- _Jobs_:
(1) In the post on self-signed SSL certificates, answer each question on its own line:
(a) What date does the post carry?
(b) What kind of attack becomes possible when self-signed certificates are used transparently in https URLs?
(c) What precaution is quoted as one a server-side program might reasonably take?
(2) Can you extend the post on self-signed SSL certificates, picking up right after its final sentence?

- _Extract provided_:
Server problems caused by 'transparent' self-signed SSL certificates

November 30, 2008

One of the issues with allowing self-signed SSL certificates to be automatically used for transparent encryption over https URLs is the problems that they cause for server-side applications.

Right now, a server-side program that care can more or less assume that a SSL-encrypted connection means either that it is securely talking to the real end user's machine or that the end user has been actively compromised (which it can't do anything about). It may thus use things like 'you can only talk to this service over https' as a reasonable security precaution, one that means something.

If you allow self-signed SSL certificates to be used transparently for encryption in https URLs, you enable relatively trivial man in the middle attacks. This negates all of the security properties of SSL connections. Because the browser knows what level of security the certificate it accepted had, browsers can recognize this and lie to things like Javascript so that nothing thinks it's getting more security than it actually is.

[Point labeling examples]
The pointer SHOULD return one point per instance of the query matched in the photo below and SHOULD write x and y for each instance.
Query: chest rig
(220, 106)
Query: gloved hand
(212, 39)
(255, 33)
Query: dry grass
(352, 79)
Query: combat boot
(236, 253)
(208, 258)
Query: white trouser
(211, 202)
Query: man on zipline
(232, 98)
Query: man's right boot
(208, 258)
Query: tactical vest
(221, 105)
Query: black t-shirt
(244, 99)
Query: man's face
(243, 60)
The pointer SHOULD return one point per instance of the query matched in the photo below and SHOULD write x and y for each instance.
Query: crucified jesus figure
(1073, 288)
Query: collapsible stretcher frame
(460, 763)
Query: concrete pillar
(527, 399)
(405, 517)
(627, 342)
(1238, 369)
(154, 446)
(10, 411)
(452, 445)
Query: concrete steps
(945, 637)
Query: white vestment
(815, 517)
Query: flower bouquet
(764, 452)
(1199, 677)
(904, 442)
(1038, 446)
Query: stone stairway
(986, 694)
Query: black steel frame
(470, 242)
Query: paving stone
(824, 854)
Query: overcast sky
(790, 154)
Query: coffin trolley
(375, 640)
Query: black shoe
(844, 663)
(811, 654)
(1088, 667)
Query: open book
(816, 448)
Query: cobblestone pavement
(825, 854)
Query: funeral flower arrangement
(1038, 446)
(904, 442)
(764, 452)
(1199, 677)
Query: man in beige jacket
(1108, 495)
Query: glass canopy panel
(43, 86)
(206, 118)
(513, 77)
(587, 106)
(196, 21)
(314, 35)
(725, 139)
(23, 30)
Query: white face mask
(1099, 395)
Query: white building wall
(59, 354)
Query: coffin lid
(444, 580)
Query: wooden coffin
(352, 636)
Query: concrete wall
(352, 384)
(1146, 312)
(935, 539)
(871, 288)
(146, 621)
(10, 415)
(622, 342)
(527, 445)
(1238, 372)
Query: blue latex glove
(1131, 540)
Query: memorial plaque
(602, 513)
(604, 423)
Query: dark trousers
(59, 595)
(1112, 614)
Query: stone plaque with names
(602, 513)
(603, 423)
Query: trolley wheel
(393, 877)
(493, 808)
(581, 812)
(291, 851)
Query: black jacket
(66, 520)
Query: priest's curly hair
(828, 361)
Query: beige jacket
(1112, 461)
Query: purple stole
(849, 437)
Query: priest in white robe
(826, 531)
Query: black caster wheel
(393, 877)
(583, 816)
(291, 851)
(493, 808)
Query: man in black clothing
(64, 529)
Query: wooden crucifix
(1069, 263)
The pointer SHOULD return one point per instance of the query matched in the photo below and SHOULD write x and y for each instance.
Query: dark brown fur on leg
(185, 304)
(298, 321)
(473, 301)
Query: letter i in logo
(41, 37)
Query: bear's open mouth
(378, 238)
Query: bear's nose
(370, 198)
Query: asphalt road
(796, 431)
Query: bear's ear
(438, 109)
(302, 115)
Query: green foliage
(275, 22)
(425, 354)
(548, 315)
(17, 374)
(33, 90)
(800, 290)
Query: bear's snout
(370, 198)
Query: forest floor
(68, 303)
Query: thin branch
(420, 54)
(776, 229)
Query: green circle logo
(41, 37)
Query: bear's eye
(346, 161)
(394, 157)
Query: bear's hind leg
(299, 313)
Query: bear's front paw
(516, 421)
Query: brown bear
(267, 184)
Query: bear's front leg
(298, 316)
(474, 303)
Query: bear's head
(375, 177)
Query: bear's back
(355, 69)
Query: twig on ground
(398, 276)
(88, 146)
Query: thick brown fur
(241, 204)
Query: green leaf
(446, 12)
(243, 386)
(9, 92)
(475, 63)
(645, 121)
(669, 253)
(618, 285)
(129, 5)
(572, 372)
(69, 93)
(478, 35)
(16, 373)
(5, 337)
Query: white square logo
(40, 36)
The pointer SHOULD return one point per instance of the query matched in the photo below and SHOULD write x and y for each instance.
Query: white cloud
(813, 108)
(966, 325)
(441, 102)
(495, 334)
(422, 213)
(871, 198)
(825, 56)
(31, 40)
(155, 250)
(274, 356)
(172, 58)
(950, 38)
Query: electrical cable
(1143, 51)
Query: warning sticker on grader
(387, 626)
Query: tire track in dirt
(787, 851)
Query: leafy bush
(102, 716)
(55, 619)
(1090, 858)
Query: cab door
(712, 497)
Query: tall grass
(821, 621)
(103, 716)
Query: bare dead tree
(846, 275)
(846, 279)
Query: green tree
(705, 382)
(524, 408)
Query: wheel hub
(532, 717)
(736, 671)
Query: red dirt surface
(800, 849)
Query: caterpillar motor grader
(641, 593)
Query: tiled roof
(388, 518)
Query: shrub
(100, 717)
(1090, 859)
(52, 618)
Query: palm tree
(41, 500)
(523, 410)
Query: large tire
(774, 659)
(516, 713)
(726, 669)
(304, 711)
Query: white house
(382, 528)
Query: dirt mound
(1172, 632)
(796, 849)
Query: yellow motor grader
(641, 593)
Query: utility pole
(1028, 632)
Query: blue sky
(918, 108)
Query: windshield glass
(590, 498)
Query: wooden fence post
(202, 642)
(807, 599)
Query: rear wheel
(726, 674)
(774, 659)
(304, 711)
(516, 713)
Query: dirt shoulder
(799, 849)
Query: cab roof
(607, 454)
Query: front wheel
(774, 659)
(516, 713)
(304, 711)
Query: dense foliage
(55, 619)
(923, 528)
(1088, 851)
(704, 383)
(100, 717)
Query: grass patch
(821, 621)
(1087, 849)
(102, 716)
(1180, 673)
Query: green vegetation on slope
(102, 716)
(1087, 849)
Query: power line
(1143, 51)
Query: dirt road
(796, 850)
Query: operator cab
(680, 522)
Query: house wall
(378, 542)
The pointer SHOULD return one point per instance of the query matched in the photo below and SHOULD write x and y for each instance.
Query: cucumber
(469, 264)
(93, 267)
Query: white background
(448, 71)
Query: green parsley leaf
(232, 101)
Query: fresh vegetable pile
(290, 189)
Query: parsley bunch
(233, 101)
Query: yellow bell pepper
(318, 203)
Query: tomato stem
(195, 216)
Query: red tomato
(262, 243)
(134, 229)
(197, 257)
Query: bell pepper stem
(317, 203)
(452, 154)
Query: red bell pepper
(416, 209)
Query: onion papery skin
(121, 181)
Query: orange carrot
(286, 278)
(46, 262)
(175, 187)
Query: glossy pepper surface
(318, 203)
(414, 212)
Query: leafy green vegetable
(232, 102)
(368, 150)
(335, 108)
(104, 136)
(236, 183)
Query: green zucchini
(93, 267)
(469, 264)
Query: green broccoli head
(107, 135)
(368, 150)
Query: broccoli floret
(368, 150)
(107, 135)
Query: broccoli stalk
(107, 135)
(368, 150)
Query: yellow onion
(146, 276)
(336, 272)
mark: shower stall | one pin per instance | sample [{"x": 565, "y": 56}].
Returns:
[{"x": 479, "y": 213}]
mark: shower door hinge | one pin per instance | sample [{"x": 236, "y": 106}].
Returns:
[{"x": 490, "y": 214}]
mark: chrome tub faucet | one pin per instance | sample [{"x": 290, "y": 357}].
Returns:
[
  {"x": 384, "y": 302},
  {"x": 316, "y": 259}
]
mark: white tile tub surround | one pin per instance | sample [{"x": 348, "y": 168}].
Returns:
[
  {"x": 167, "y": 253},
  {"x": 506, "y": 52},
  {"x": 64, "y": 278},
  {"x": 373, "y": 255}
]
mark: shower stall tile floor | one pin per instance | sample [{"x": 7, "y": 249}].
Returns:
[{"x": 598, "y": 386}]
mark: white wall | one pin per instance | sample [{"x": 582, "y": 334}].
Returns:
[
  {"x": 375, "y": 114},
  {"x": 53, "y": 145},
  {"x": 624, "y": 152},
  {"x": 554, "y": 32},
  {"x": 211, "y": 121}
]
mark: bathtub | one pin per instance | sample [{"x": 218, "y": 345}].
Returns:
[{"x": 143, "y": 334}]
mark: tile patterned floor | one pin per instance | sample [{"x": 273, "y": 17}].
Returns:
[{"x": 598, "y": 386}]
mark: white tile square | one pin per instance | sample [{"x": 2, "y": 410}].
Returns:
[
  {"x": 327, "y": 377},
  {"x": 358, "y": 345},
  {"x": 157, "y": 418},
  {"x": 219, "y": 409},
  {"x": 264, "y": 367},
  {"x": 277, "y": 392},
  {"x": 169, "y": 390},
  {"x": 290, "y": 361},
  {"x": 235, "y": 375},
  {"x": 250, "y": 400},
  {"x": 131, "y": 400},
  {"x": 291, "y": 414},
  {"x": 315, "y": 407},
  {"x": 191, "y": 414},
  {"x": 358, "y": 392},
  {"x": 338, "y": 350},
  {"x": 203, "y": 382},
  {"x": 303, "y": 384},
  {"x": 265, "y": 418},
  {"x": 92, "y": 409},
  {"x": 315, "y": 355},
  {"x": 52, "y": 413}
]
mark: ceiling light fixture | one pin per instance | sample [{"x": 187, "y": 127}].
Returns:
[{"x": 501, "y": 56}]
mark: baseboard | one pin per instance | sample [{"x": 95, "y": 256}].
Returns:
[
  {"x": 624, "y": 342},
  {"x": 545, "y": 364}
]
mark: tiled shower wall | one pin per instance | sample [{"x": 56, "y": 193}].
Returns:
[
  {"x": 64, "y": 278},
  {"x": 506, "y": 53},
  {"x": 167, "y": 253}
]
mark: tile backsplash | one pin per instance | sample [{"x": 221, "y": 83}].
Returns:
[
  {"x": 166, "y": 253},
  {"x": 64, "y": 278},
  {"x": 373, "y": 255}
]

- _Outputs for the tasks_:
(1)
(a) November 30, 2008
(b) Relatively trivial man in the middle attacks
(c) 'You can only talk to this service over https'

(2)
However, the web server does not know and cannot know this information, since it has no way of finding out if it is talking to the real end machine or to a man in the middle. As such, server side applications can no longer assume that a https URL and a SSL connection means actual security; it might be secure and it might not be, and they can't tell the difference. This leaves them with no way to require something approximating actual security from clients, and it breaks current applications (to the extent that they assume that SSL means security).

(Server side applications cannot do things like feed Javascript to the client browser to see if it is really connecting directly to them, because the man in the middle can rewrite that Javascript on the fly.)

(In theory the one way out of this is to require everything to have client side certificates. However, I do not believe that this is any more practical than trying to make all server side applications instantly give up any 'SSL means security' beliefs that they may have.)


Comments on this page:

From 24.18.159.156 at 2008-11-30 12:09:51:

PKI-signed certificates are infeasible in a lot of circumstances, like in embedded devices.

When you're using a WiFi connection to sign in to the web interface of a local device (like the router!), sniffing can be insanely easy, in a way that MITM attacks have never been.

— blasdelf@gmail
From 83.145.208.36 at 2008-11-30 16:01:23:

The above comment captures what I've been meaning to mention many times while reading your thoughts about self-signed certificates.

Let me put this in two provocative remarks.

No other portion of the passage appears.